<<<<

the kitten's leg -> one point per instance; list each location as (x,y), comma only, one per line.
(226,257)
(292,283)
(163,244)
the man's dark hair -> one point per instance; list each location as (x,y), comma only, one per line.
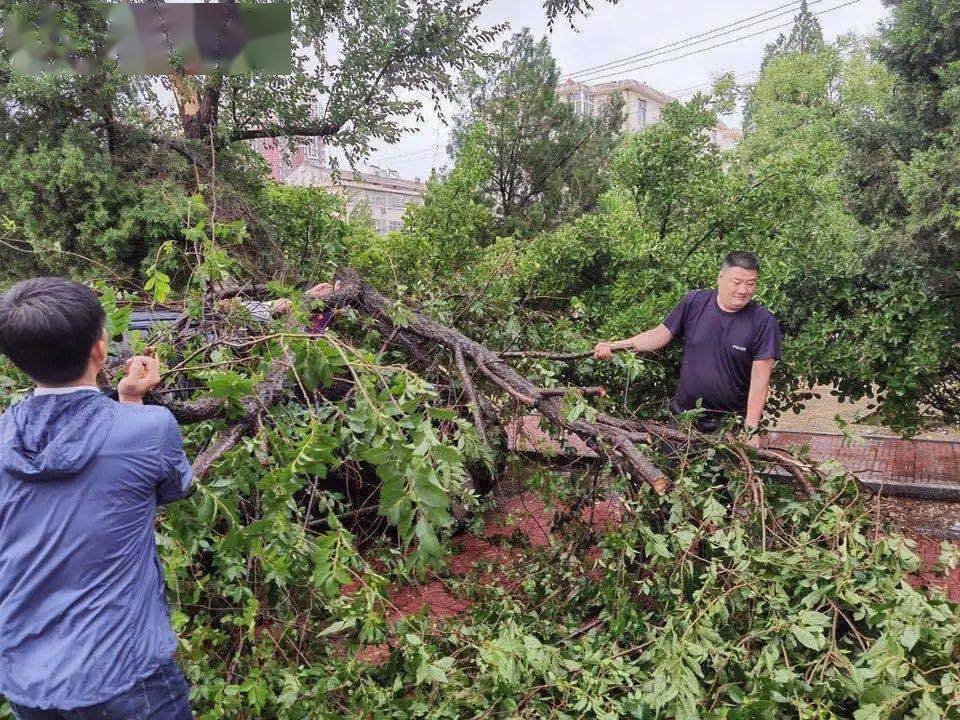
(48,326)
(741,259)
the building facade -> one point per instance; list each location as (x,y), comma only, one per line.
(383,191)
(642,105)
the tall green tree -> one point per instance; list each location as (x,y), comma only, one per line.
(549,163)
(905,161)
(806,36)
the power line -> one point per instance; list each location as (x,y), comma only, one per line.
(713,47)
(701,38)
(687,90)
(429,149)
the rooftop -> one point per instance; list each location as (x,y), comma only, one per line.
(316,176)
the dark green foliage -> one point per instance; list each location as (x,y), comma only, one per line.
(904,162)
(548,164)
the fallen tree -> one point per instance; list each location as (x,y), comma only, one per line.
(614,439)
(693,603)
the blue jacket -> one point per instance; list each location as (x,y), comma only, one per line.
(83,609)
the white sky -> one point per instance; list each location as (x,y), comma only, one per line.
(612,32)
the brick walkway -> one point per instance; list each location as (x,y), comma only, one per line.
(929,469)
(926,469)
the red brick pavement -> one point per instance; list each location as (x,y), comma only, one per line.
(912,468)
(891,465)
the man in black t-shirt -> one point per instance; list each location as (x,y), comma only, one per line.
(730,345)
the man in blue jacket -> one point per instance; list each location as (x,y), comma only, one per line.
(84,623)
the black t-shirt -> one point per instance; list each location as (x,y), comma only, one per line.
(719,348)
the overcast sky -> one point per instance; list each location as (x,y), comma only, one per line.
(613,32)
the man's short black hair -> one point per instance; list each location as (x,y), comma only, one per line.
(48,326)
(742,259)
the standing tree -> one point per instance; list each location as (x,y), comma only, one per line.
(805,37)
(549,163)
(904,161)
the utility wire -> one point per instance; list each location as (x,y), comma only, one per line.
(702,37)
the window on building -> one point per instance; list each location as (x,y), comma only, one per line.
(642,112)
(582,103)
(376,199)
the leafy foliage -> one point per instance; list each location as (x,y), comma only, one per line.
(548,163)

>>>>

- Exercise details
An exact retyping of the lines from the one with "the standing tree" to the end of the material above, with both ends included and nothing added, is the required answer.

- Your response
the standing tree -> one point per instance; list each location as (x,y), comma only, one per line.
(805,37)
(549,163)
(904,161)
the utility wire -> one point per instance; list each location as (x,y), comma only, one per line.
(702,37)
the window on building -> one point per instance; list each location as (x,y), comma only, one per line.
(642,112)
(582,103)
(376,199)
the leafy foliage -> one point per instance; list each location as (x,y), comma only, one per line.
(548,163)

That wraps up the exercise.